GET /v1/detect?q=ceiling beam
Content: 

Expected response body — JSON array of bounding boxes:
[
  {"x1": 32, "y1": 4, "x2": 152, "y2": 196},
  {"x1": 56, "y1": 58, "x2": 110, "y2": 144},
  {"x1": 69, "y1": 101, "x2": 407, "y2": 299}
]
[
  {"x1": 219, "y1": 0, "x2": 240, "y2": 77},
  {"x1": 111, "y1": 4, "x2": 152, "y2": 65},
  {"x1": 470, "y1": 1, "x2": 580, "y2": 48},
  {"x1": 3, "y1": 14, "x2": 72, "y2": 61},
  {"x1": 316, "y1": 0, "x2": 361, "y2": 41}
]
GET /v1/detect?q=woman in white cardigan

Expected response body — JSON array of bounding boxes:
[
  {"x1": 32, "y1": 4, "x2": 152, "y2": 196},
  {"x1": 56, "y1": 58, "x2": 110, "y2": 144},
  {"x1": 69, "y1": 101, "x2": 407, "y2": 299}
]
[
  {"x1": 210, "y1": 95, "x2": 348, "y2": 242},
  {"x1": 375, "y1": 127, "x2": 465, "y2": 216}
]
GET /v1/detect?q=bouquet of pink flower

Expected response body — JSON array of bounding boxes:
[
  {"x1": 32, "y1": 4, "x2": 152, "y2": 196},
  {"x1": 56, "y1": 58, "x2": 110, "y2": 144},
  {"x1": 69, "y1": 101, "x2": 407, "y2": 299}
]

+ + + +

## Instructions for the task
Reproduce the records above line for line, with nothing changed.

## Result below
GET /v1/detect?q=ceiling beam
Content: 

Expected response body — JSON array of bounding boxes:
[
  {"x1": 32, "y1": 4, "x2": 152, "y2": 196},
  {"x1": 56, "y1": 58, "x2": 110, "y2": 144},
  {"x1": 69, "y1": 101, "x2": 407, "y2": 299}
]
[
  {"x1": 219, "y1": 0, "x2": 240, "y2": 77},
  {"x1": 111, "y1": 4, "x2": 152, "y2": 65},
  {"x1": 470, "y1": 1, "x2": 580, "y2": 48},
  {"x1": 3, "y1": 14, "x2": 72, "y2": 61},
  {"x1": 316, "y1": 0, "x2": 361, "y2": 41}
]
GET /v1/detect?q=woman in white cardigan

Expected response body — JSON array of bounding boxes:
[
  {"x1": 32, "y1": 4, "x2": 152, "y2": 196},
  {"x1": 56, "y1": 58, "x2": 110, "y2": 144},
  {"x1": 69, "y1": 101, "x2": 407, "y2": 299}
]
[
  {"x1": 210, "y1": 95, "x2": 348, "y2": 242},
  {"x1": 375, "y1": 127, "x2": 465, "y2": 216}
]
GET /v1/detect?q=bouquet of pink flower

Expected response body — JSON array of bounding boxes:
[
  {"x1": 32, "y1": 4, "x2": 152, "y2": 196},
  {"x1": 56, "y1": 58, "x2": 110, "y2": 144},
  {"x1": 69, "y1": 101, "x2": 407, "y2": 299}
]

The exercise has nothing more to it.